Dataset records on where objects are located:
····················

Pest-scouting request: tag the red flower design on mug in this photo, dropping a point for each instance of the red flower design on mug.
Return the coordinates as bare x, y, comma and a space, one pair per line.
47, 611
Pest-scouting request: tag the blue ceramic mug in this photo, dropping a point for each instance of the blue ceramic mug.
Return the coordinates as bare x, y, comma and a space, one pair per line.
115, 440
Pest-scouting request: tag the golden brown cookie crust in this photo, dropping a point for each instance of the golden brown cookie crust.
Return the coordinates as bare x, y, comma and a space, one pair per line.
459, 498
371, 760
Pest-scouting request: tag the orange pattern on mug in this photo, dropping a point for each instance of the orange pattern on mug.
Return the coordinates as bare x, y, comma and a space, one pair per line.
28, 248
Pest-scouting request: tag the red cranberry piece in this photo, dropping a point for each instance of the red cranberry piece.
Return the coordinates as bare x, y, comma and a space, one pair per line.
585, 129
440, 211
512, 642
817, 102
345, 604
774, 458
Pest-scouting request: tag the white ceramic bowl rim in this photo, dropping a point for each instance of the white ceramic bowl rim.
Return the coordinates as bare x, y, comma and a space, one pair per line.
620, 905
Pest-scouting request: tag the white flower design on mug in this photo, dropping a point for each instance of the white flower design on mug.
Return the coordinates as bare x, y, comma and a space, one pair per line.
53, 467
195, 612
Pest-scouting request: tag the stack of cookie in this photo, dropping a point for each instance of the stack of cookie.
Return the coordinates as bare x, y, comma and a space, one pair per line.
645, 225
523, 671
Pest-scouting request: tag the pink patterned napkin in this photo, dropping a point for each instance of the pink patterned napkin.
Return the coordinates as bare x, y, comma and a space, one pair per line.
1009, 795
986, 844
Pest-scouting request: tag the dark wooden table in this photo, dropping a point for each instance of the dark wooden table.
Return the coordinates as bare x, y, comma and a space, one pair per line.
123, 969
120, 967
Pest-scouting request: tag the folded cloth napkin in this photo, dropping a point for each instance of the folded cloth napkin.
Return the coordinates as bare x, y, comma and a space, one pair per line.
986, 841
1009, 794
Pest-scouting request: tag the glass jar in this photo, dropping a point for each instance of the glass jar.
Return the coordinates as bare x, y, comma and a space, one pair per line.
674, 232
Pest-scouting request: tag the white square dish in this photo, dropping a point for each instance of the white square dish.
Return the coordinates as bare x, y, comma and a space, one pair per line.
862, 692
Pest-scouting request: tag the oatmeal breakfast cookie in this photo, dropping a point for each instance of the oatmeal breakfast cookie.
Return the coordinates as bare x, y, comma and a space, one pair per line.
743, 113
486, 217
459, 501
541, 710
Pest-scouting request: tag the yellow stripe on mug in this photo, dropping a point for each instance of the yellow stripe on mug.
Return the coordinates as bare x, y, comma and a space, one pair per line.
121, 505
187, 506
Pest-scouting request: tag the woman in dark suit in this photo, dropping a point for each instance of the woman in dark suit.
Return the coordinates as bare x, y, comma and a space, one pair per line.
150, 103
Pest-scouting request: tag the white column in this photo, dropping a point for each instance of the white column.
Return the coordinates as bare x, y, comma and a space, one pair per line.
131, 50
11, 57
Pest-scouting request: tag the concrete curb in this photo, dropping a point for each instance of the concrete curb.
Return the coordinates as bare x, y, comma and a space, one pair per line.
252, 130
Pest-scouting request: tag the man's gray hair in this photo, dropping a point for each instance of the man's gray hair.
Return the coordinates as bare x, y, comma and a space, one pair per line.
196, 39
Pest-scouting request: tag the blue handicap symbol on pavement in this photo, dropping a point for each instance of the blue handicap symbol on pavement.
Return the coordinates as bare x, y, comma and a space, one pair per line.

····················

** DIRECTIONS **
Reproduce all of the rows above word for word.

** ANSWER FOR THE TASK **
Pest-scouting request: tag the red flower design on mug in this photo, dropping a point for each instance of the red flower design on mug.
Return the coordinates as bare x, y, comma and a space, one pair per line.
47, 611
Pest-scouting request: tag the blue ceramic mug in this photo, dropping a point for each instance of the blue ceramic mug.
Return the coordinates as bare x, y, comma and a space, one pair per line.
115, 440
Pest-scouting request: tag the golden brown cookie crust in this photo, dropping a point for each instance of the golden brown cookie crust.
Return the coordinates as bare x, y, comma and a space, one pair per line.
459, 498
371, 760
Pest-scouting request: tag the orange pattern on mug in this photo, dropping a point for each instance of the orange pattern on mug.
Return the coordinates as bare x, y, comma and a space, one pair per line.
28, 248
Pest-scouting request: tag the red cranberry piece in this photo, dropping a point for each instance of the red cranberry piece.
Return the coordinates as bare x, y, comma and a space, one pair per line.
585, 129
440, 211
512, 642
817, 102
345, 604
774, 458
Pest-scouting request: tag the white ceramic bowl rim in this photo, dropping a point for each instance of the white ceramic bowl rim.
Return the coordinates as bare x, y, comma and a space, one pair per line.
620, 905
Pest-scouting request: tag the white flower design on mug in this photo, dropping a point for each instance of the white flower design on mug.
Return the coordinates as bare x, y, comma and a space, one pair per line.
53, 467
195, 612
Pest-scouting request: tag the stack of cookie in this photo, dropping a point for each instance of the stack of cookie.
Return the coordinates as bare x, y, comma and a space, one pair per line.
645, 225
523, 671
Pest-scouting request: tag the pink patterned napkin in this photo, dropping a point for each instance of the pink patterned napkin.
Return the coordinates as bare x, y, comma and a space, one pair per line.
1009, 795
986, 844
Pest-scouting request: tag the dark wooden table in this photo, dropping a point for each instance of the dark wooden table.
Return the coordinates as bare x, y, comma and a space, one pair per line.
123, 969
120, 967
Pest-scouting request: tag the folded cloth napkin in this photo, dropping a point for each instance of the folded cloth napkin.
Return the coordinates as bare x, y, comma and a space, one pair per line.
986, 841
1009, 794
Pest-scouting request: tag the glass jar in this photo, dropping a point for each instance of the glass jar.
Return the coordinates as bare x, y, comma and a space, one pair per line.
674, 232
Pest-scouting request: tag the white square dish in this photo, dropping a point for each instance of the white square dish.
Return the coordinates as bare x, y, comma and a space, one pair per line.
862, 692
Pest-scouting request: tag the oatmeal breakfast cookie in this photo, dropping a point for each instance of the oatmeal breakfast cookie.
Return the coordinates as bare x, y, comma and a space, one pair per line.
743, 113
486, 217
459, 501
541, 710
Pest-scouting request: tag the yellow stripe on mug in this photo, dropping a point for each instance of the yellow stripe on mug.
Return the coordinates as bare x, y, comma and a space, one pair per line.
121, 505
187, 506
Pest-scouting request: tag the woman in dark suit in this photo, dropping a point for each instance of the woman in dark suit.
Return the coordinates as bare x, y, comma and a space, one pair per line.
150, 103
Pest-scouting request: tag the white column in this photo, dropping a point for each instance of the white column.
Return the coordinates as bare x, y, comma and a space, one pair per line.
131, 50
11, 57
Pest-scouting request: tag the concrete curb in this photo, dropping a point for each instance of the concrete curb.
Return the coordinates as bare x, y, comma and a space, one pair per line.
252, 130
Pest-scouting request: tag the man's gray hair in this photo, dropping a point for each instance of the man's gray hair.
Return the coordinates as bare x, y, comma and a space, one pair per line.
196, 39
Pest-scouting request: tag the blue handicap symbol on pavement in this photo, dropping a point for each instance of the blue handicap symbol on pavement.
Return the coordinates as bare x, y, comma and a space, one pair per line.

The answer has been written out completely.